## Begin Information shown

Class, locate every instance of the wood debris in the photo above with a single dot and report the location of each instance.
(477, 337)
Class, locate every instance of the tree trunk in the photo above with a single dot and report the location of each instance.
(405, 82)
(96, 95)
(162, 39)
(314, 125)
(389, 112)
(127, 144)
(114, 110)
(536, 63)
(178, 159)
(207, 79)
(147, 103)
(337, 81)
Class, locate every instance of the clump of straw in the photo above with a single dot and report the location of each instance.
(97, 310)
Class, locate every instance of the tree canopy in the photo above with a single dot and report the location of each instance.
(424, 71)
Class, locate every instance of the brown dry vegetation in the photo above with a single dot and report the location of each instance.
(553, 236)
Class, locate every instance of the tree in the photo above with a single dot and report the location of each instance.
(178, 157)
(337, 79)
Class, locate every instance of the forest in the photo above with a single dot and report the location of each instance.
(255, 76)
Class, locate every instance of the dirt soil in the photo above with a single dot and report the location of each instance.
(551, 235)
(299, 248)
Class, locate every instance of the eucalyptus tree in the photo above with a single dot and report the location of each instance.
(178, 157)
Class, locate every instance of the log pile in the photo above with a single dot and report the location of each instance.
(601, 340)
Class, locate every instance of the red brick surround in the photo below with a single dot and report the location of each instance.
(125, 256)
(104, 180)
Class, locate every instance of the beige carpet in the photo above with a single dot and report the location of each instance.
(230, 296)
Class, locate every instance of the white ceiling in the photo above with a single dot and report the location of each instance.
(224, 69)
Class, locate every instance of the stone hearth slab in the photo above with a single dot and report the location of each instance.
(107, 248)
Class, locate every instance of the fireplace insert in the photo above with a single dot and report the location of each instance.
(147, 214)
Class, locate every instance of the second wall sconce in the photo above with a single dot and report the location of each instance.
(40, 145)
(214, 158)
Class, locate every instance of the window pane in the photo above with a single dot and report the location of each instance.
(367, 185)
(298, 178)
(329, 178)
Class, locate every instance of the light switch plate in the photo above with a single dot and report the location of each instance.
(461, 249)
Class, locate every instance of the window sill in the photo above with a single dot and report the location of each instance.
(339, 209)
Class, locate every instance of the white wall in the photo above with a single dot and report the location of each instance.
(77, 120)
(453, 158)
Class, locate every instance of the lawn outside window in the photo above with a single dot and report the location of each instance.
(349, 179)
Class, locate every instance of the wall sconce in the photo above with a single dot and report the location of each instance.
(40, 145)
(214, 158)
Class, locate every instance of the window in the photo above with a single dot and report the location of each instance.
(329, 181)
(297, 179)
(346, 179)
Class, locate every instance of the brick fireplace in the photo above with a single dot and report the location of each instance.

## End Information shown

- [Written task]: All lines from the line containing "Class, locate every instance of the window pane" through the end of the listing above are to be duplicated exactly; include both ends and nothing further.

- [Reply to the task]:
Class, locate every instance of the window pane in the photo above with a single dot and report the location of each instance.
(367, 185)
(298, 178)
(329, 178)
Class, locate every instance of the light switch plate in the photo above with a single dot and report the location of each instance.
(461, 249)
Class, locate every instance of the window sill in the photo above with a single dot and report the location of each instance.
(339, 209)
Class, locate every instance of the white wall in the photo above with a single dot and report the location of each instance.
(77, 120)
(453, 158)
Class, locate every instance of the lawn outside window in the photo above with a single dot and report the location of each instance.
(349, 179)
Class, locate every instance of the wall sconce in the photo above with a single dot and report the location of each instance.
(40, 145)
(214, 158)
Class, locate every instance of the window in the photo above with a single dot and report the location of each instance.
(329, 181)
(297, 179)
(346, 179)
Class, locate every instance of the brick fireplace in the photo above with a single dot and report the location of each instance.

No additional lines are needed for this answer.